● **ACTIVITY**:
The result should be every line in the material below containing the string "grass".
LISTED RECORDS: Begin
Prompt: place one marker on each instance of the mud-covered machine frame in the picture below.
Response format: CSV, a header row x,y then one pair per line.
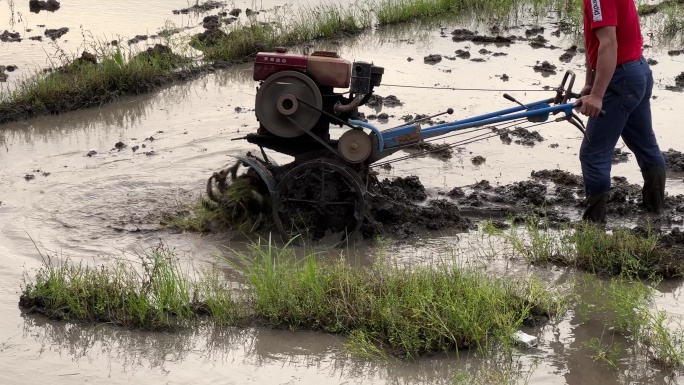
x,y
324,189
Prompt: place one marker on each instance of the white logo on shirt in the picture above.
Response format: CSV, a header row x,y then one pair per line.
x,y
596,10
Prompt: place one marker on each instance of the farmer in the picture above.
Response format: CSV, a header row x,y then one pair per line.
x,y
619,81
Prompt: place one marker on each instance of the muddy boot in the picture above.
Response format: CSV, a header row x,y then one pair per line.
x,y
653,192
596,208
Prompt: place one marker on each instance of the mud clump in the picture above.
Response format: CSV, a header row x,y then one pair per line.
x,y
392,209
36,6
462,54
545,68
460,35
478,160
160,50
440,151
568,55
211,22
56,33
379,101
432,59
559,177
674,160
199,8
679,83
526,137
137,39
10,37
671,250
534,31
620,156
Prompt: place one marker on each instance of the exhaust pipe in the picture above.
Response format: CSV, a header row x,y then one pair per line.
x,y
340,108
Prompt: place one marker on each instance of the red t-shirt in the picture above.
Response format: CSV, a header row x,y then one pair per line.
x,y
623,16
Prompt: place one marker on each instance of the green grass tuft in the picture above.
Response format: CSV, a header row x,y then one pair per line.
x,y
386,309
82,84
619,252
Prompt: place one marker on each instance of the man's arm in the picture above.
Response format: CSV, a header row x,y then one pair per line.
x,y
589,79
607,60
605,67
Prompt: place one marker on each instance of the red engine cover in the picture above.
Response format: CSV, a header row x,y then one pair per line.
x,y
268,63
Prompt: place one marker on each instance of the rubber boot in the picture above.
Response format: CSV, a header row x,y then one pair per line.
x,y
653,192
596,208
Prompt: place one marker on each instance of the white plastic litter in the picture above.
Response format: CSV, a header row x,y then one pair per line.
x,y
526,339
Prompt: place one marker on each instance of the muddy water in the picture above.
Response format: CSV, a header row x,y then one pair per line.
x,y
104,205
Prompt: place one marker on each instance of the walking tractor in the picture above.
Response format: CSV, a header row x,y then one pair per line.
x,y
323,192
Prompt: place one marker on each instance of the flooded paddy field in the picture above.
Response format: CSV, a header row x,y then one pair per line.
x,y
94,186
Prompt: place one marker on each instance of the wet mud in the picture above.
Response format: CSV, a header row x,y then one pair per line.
x,y
55,34
401,209
674,160
40,5
10,37
460,35
441,151
200,8
620,156
545,68
523,135
679,83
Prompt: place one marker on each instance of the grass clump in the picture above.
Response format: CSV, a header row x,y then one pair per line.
x,y
84,83
155,295
406,312
619,252
385,309
303,25
399,11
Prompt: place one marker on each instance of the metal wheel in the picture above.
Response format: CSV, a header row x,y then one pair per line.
x,y
321,199
243,192
277,108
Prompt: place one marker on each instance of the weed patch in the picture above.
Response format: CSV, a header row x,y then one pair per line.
x,y
620,252
386,309
625,307
84,83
LISTED RECORDS: End
● **RESPONSE**:
Prompt: place one marker on each instance of the green grass tuft in the picture above.
Prompt: place one marker on each instance of the grass clump in the picture above.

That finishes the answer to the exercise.